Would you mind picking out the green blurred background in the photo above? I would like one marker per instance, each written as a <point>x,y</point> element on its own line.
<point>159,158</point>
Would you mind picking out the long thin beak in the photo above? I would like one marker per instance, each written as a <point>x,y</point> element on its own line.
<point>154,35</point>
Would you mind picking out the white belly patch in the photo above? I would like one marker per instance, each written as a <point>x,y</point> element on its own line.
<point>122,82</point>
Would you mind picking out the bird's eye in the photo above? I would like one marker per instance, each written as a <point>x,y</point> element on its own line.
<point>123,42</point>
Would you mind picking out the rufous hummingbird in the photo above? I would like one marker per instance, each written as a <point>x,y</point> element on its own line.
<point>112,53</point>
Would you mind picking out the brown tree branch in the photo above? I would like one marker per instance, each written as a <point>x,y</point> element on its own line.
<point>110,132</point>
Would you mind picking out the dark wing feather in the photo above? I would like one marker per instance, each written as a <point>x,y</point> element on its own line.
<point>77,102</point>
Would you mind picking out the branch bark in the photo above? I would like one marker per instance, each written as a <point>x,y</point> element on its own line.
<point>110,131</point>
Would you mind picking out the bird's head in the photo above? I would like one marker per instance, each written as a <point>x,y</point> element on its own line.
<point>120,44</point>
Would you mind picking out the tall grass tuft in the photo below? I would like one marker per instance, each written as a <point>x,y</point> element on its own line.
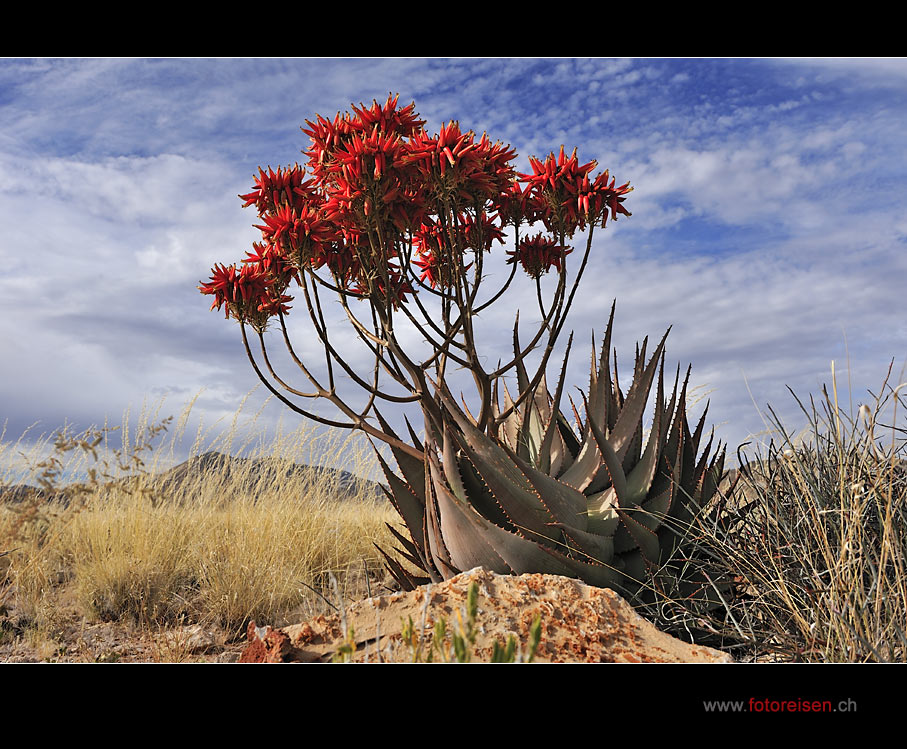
<point>815,538</point>
<point>215,540</point>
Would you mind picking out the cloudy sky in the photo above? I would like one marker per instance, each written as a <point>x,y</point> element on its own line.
<point>769,221</point>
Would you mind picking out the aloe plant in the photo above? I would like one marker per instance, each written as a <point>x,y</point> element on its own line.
<point>603,502</point>
<point>388,215</point>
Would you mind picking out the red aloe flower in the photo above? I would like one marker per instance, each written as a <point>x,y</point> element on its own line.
<point>389,119</point>
<point>538,255</point>
<point>223,279</point>
<point>479,234</point>
<point>273,189</point>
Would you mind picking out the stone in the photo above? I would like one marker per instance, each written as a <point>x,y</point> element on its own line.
<point>580,624</point>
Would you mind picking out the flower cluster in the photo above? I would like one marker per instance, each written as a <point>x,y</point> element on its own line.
<point>565,199</point>
<point>382,206</point>
<point>248,294</point>
<point>538,255</point>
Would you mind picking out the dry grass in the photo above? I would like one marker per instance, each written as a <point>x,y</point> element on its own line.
<point>815,539</point>
<point>135,544</point>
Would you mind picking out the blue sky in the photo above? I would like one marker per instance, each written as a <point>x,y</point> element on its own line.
<point>769,222</point>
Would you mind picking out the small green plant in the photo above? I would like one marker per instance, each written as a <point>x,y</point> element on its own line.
<point>446,645</point>
<point>815,535</point>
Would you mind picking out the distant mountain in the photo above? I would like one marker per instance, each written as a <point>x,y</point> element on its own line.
<point>253,469</point>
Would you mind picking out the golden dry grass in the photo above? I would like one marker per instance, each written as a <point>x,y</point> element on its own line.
<point>221,546</point>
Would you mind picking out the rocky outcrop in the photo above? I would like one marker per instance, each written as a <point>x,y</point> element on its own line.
<point>580,623</point>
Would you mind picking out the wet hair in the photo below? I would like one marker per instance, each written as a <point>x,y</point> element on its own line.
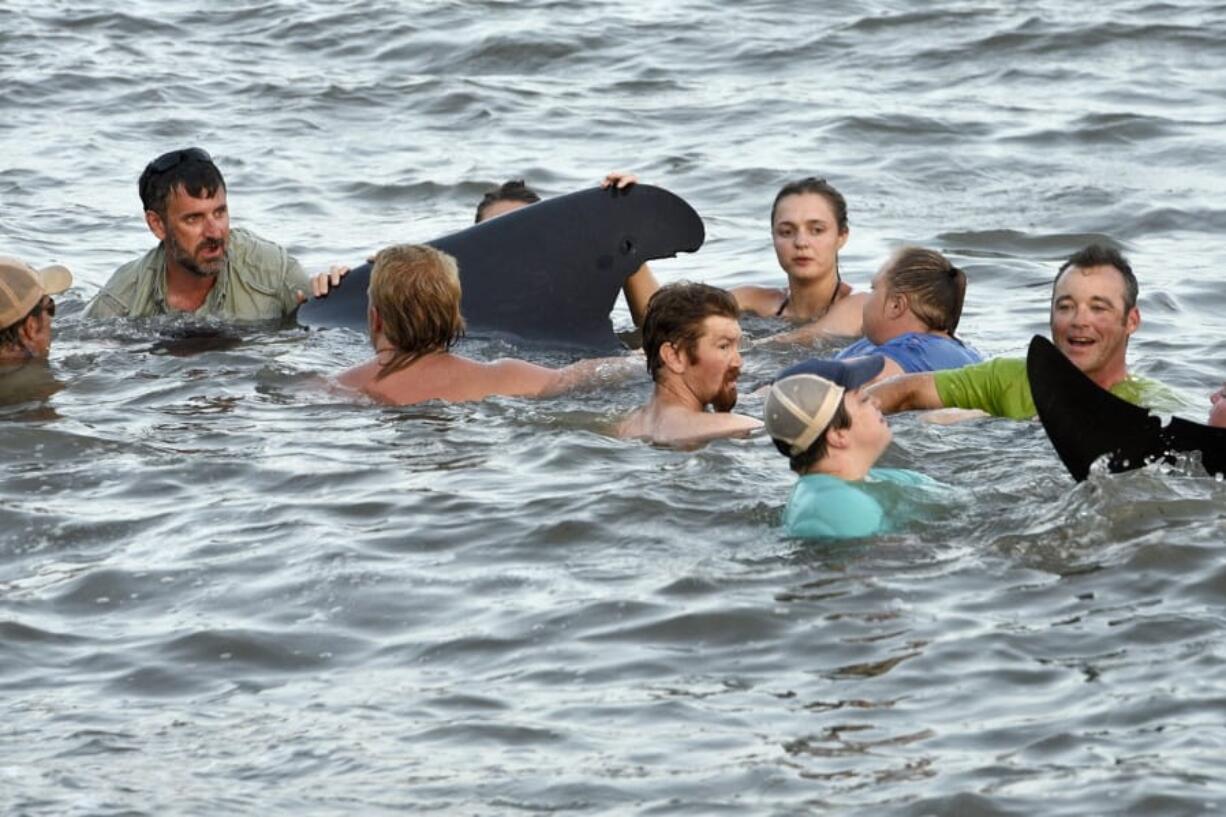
<point>803,461</point>
<point>190,168</point>
<point>416,291</point>
<point>674,315</point>
<point>817,187</point>
<point>934,287</point>
<point>1102,255</point>
<point>513,190</point>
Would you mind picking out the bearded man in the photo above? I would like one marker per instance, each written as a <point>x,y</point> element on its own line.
<point>201,265</point>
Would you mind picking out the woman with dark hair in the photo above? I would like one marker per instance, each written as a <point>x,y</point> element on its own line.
<point>809,226</point>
□ □ □
Instruction:
Please copy out all the entries above with "marker" swapped for "dot" wherever it occurs, keeping everything else the same. Leave out the pictures.

Answer for the task:
Would you mind picking out the green blurred background in the photo above? I would like one dot per instance, each written as a <point>x,y</point> element on its own line.
<point>159,158</point>
Would you mind picking out the long thin beak in the photo above? I would like one dot per instance, each written as a <point>x,y</point> element on its own line.
<point>154,35</point>
Would you mind picking out the white belly patch in the photo above? I would like one dot per instance, each written as a <point>x,y</point> element on its own line.
<point>122,82</point>
Would you mind picking out the bird's eye in the photo above? I would like one dot per instance, each written as a <point>x,y</point> element on its own line.
<point>123,42</point>
Would you mind picking out the rufous hummingbird in the photo above? I would like one dot per instance, each written as a <point>x,y</point> element on its own line.
<point>112,53</point>
Would you mind picking out the brown tree branch in the photo above? I would like one dot per instance, each written as a <point>x,y</point> element on its own line.
<point>110,132</point>
Would you mind picking out the dark wing feather in the photo above? I would like one dot per instance, each written as a <point>x,y</point> element on its own line.
<point>77,102</point>
Would you mind picking out the branch bark in the photo above? I would like one dot per instance, each written as a <point>x,y</point> element on its own line.
<point>110,131</point>
Would you mind picking out the bird's head in the photo above? I would like one dot per instance, each written as a <point>x,y</point> element on its own line.
<point>120,44</point>
Would you mind picking out the tall grass tuft in the photo below? I would like one dot per instance, each written as a <point>x,y</point> element on its own line.
<point>815,538</point>
<point>215,540</point>
Would you mind picking out the cloudy sky in the photo above? I would like one dot per instance, each written as a <point>x,y</point> element on its own line.
<point>769,221</point>
Would you mind picking out the aloe plant in the photo above? I would like one dot per instance, each written as a <point>x,y</point> element on its own line.
<point>603,502</point>
<point>388,215</point>
Would you mind picking out the red aloe flower in the photo above? I would like one dot per instance, each written as a <point>x,y</point> element on its own line.
<point>389,119</point>
<point>538,255</point>
<point>223,279</point>
<point>479,234</point>
<point>273,189</point>
Would you mind picking out the stone in the photo above? I would like one dot per instance, each written as a <point>x,y</point> element on its own line.
<point>580,624</point>
Would you mind picking out the flower cluster in the photo above? I would like one dot per instance, each written as a <point>x,y</point> element on its own line.
<point>565,199</point>
<point>382,206</point>
<point>248,294</point>
<point>538,255</point>
Would you mind picking out the dry grass in the photo above? I would like one dot per instance, each written as a <point>x,y</point> element on its own line.
<point>815,539</point>
<point>135,544</point>
Would you mind picking out the blue sky in the photo above? I would like one dot per instance, each written as a <point>x,y</point> element on its own line.
<point>769,222</point>
Would you mind picking out the small green plant in the photo above? I would like one dot per instance, each written as a <point>x,y</point> element on its own line.
<point>446,645</point>
<point>815,535</point>
Would you mind picking out the distant mountain in the photo above? I would like one dot per instance, each written as a <point>x,y</point> element on its own line.
<point>253,469</point>
Would you mind picking out the golden dry grass in the photo above? I would like one dot per instance, each written as a <point>x,y</point> element on its own line.
<point>221,546</point>
Would you mind picking out the rocky outcrop in the photo above? I would like one dot per instance, each written as a <point>x,y</point> element on its own line.
<point>580,623</point>
Would you mind picking out the wet hair in the photo below? I would like one dot per instance, each written as a <point>x,y</point> element on its own line.
<point>803,461</point>
<point>190,168</point>
<point>416,291</point>
<point>674,315</point>
<point>817,187</point>
<point>934,287</point>
<point>1102,255</point>
<point>513,190</point>
Would you mind picking out the bearded man in the photo above? I would like one dot per instance, each written as a <point>x,y</point> element on its own line.
<point>201,265</point>
Would you mind picking out the woman with dark hair in the photo above? I would like one dot per instance, each written as a <point>x,y</point> element on its own line.
<point>809,226</point>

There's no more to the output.